**Instructions for the task**
Copy out each line from the start of the material below until the line with "Target: floor", that line included.

----------------------------------------

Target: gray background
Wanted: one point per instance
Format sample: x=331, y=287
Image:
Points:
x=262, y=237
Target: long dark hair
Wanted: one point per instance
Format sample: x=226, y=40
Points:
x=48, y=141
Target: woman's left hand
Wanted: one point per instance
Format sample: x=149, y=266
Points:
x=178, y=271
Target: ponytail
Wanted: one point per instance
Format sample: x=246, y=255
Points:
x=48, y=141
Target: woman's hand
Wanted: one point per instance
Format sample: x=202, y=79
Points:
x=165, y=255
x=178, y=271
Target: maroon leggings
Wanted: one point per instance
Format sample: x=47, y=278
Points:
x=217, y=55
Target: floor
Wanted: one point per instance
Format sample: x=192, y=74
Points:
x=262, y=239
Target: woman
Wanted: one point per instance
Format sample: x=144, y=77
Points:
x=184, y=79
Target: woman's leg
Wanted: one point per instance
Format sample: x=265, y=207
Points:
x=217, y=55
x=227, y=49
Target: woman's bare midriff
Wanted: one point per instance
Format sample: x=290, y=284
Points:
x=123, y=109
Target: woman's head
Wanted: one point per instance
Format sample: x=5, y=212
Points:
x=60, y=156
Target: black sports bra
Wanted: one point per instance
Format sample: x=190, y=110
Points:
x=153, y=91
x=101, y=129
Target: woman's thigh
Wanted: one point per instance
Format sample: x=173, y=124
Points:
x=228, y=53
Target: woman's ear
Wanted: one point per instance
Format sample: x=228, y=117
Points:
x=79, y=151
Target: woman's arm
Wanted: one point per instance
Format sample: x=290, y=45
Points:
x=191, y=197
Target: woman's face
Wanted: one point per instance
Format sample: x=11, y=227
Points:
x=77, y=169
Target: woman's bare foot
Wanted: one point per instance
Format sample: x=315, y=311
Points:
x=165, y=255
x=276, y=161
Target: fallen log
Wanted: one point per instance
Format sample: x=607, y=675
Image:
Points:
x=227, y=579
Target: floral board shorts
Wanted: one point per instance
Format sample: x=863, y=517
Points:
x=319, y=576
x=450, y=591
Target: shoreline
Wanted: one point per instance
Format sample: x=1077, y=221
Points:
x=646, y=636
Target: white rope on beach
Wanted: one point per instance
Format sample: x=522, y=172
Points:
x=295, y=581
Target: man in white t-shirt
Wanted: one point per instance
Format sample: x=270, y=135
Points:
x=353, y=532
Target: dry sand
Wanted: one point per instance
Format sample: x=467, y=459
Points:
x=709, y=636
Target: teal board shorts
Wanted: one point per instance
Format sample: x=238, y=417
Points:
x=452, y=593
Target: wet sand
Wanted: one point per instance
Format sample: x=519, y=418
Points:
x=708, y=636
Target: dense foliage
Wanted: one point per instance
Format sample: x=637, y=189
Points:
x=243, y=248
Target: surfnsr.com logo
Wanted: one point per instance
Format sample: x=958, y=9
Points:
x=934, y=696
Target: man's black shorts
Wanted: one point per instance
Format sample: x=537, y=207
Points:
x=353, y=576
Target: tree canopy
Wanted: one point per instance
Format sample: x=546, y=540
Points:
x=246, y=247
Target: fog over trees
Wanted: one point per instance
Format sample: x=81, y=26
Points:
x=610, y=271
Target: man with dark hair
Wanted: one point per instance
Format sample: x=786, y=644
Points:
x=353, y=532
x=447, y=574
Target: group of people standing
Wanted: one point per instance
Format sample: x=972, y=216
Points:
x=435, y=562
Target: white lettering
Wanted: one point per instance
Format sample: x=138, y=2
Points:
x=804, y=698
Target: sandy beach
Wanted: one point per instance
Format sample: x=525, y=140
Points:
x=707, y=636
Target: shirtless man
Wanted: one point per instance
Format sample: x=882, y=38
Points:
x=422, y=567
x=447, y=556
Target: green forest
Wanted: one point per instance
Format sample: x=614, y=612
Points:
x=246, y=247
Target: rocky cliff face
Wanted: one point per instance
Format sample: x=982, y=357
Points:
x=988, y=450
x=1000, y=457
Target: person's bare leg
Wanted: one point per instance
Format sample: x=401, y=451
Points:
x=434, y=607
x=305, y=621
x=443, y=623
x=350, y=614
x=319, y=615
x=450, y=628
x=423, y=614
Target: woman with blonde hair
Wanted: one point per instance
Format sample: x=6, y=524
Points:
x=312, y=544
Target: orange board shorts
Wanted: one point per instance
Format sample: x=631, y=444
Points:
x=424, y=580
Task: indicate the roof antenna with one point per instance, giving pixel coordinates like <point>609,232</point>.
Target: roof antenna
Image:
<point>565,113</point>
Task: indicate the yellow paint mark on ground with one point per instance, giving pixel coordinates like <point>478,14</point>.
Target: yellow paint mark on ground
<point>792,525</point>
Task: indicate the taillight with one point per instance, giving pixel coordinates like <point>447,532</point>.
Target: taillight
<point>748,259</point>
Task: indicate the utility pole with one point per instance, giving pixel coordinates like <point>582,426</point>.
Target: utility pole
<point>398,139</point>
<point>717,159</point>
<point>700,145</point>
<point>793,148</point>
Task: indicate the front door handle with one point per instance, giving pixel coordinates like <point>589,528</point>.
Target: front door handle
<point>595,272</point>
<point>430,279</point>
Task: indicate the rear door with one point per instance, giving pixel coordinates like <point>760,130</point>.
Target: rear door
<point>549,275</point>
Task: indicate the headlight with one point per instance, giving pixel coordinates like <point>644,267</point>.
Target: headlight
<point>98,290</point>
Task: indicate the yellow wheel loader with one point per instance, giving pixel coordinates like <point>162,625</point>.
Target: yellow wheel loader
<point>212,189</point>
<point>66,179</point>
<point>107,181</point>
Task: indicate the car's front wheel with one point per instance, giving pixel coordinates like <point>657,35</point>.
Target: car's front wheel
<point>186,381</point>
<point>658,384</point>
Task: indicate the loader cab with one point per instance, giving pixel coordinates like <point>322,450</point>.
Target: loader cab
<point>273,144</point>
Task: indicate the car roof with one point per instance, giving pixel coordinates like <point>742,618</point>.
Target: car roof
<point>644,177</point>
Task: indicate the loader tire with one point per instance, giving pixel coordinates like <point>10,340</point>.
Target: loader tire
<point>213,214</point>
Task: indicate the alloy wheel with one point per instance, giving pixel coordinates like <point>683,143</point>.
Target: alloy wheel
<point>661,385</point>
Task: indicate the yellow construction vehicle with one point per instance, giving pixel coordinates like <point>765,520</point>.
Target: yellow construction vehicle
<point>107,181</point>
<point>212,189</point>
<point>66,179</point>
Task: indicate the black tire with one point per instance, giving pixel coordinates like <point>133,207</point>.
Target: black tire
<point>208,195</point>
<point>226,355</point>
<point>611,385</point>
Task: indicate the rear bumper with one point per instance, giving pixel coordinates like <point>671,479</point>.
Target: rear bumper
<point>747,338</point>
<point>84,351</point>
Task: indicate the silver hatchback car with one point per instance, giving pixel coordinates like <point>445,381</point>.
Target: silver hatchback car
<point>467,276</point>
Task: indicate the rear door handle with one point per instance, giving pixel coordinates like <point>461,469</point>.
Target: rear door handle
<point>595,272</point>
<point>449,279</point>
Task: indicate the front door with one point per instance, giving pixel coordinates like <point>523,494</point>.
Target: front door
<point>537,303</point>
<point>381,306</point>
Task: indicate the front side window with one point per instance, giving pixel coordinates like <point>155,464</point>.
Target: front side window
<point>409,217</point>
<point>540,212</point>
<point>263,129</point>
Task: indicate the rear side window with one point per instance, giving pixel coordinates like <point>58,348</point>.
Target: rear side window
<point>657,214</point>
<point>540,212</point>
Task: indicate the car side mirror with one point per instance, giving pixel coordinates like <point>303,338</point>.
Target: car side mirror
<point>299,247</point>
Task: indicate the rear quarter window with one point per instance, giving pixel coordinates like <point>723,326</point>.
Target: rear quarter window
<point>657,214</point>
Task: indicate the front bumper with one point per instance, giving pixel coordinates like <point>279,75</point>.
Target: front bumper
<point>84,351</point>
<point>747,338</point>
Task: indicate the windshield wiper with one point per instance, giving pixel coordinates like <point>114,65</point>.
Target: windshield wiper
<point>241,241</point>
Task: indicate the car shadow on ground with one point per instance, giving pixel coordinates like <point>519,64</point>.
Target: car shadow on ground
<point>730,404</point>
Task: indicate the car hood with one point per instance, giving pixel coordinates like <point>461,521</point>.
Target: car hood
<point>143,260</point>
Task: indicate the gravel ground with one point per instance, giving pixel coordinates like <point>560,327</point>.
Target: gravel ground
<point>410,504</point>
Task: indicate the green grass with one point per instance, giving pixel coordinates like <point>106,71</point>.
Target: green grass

----------------------------------------

**Task response**
Target: gray background
Wanted: one point per instance
Format sample: x=331, y=287
Image:
Points:
x=262, y=237
Target: long dark hair
Wanted: one point per instance
Format sample: x=226, y=40
Points:
x=48, y=141
Target: woman's left hand
Wanted: one point per instance
Format sample: x=149, y=266
Points:
x=178, y=271
Target: ponytail
Wanted: one point per instance
Format sample: x=246, y=255
Points:
x=48, y=141
Target: woman's hand
Wanted: one point per instance
Format sample: x=202, y=79
Points:
x=165, y=255
x=178, y=271
Target: maroon leggings
Wanted: one point per instance
Format sample: x=47, y=278
Points:
x=217, y=55
Target: floor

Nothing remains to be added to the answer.